> _Required actions_
1. Render this sentence from the EOS 5DMKII forum thread in Spanish: "Lovely, but I agree that some non-pro features are creeping in."
2. Pick up the EOS 5DMKII forum thread after its final post and keep it going.

> _Article_
▼
# New EOS 5DMKII



## IGADIZ (May 21, 2006)

The ancient 5D replacement is finally HERE


----------



## Epoch (Jul 30, 2006)

Looks good, not sure about the 1080 video bit though!

I've looked at the 5D in the past, but it was just a little behind the competition so waited (don't know why but i'm in the Canon camp  )


----------



## 190Evoluzione (Jun 27, 2007)

Lovely, but I agree that some non-pro features are creeping in.
Bloody 'Face Detection'. Behave.
Screw HD Video, I just want a Mirror-Up Button that isn't buried in the Custom Functions.


----------



## 190Evoluzione (Jun 27, 2007)

Epoch said:


> I've looked at the 5D in the past, but it was just a little behind the competition so waited (don't know why but i'm in the Canon camp  )


Sorry, just noticed your comment, Epoch - Behind what, exactly?
I wasn't aware of any other Full-Frame metal-bodied DSLRs for under £1500?
▲
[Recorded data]
▼
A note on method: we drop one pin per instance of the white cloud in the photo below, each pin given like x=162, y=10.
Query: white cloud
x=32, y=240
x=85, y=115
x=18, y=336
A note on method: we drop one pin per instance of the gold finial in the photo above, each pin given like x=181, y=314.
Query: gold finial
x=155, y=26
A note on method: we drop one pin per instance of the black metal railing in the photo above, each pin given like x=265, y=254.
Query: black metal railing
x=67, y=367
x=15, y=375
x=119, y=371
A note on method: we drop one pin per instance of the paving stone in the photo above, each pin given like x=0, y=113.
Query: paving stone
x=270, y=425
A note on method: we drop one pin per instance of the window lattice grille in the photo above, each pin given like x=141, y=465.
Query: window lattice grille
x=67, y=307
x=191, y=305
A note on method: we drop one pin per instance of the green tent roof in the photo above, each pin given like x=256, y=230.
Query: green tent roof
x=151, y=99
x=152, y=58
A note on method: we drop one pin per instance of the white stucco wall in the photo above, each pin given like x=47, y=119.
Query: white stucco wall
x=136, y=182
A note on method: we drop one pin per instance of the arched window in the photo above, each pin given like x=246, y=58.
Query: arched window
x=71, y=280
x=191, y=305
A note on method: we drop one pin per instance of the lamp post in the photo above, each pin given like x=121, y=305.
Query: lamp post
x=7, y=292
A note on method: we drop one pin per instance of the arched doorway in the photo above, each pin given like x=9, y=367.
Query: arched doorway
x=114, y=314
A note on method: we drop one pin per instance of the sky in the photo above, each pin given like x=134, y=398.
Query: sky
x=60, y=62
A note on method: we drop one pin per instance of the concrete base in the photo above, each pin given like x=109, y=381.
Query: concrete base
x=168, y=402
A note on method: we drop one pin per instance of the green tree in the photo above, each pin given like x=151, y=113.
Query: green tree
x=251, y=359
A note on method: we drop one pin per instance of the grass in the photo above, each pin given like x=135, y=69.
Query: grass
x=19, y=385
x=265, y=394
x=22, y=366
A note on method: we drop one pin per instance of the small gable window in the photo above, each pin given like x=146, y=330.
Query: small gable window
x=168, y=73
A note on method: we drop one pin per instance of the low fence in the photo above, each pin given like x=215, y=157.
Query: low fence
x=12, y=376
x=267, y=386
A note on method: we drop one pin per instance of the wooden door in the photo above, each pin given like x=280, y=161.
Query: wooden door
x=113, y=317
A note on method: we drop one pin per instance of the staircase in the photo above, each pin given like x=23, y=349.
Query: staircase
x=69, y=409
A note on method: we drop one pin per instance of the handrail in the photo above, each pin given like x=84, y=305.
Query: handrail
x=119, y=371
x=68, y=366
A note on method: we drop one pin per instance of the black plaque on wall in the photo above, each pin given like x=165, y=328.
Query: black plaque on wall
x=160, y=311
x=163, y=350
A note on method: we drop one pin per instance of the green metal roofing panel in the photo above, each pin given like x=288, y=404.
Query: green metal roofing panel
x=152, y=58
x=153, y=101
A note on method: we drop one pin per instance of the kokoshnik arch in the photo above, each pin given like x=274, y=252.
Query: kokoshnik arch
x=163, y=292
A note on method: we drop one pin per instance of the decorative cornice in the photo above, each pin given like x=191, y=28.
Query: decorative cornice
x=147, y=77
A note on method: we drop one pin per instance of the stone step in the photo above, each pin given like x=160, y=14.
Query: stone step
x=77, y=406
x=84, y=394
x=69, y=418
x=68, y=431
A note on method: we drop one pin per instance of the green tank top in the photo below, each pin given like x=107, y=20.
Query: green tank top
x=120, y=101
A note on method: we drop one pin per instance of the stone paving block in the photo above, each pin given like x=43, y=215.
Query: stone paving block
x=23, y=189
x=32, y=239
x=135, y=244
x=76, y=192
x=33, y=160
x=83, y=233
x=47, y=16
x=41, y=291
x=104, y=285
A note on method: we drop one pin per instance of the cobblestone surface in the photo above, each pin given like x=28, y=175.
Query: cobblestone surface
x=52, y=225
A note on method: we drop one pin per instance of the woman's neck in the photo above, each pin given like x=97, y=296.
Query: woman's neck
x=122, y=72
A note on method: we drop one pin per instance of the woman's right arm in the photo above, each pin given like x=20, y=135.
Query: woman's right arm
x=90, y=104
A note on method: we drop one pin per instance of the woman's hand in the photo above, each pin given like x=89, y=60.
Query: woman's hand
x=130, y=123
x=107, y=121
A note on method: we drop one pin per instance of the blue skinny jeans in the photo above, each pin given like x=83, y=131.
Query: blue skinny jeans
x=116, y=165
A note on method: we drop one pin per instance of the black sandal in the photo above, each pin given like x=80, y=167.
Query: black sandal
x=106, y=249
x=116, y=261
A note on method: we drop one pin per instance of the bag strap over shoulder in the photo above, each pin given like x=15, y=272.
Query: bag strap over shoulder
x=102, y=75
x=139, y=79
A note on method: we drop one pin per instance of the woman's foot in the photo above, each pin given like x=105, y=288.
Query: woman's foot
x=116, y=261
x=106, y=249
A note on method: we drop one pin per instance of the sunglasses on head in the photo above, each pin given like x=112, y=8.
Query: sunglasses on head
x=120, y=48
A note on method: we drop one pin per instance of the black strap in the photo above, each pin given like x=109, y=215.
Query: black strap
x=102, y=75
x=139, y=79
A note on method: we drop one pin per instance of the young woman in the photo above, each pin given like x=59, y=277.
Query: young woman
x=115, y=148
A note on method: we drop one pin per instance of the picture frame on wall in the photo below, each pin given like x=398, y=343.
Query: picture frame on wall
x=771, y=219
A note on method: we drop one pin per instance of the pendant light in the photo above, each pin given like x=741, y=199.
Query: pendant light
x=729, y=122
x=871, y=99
▲
> _Answers provided_
1. Preciosa, pero estoy de acuerdo en que se están colando algunas funciones no profesionales.

2.
If anything, Nikon dragged their heels BIG time trying to catch up with that camera.

Tbh I've been thinking of switching back to Nikon recently, but this and the new 1DS MkIII (already available for rental in London) are probably gonna keep me in Canon gear.
I got a call from a close friend yesterday who has just picked up his MkIII, so hopefully it'll come my way sometime soon.


----------



## IGADIZ (May 21, 2006)

190Evoluzione said:


> ...Screw HD Video, I just want a Mirror-Up Button that isn't buried in the Custom Functions.


I don't know.. is Full 1080P HD and with all the EF lenses available it should be interesting.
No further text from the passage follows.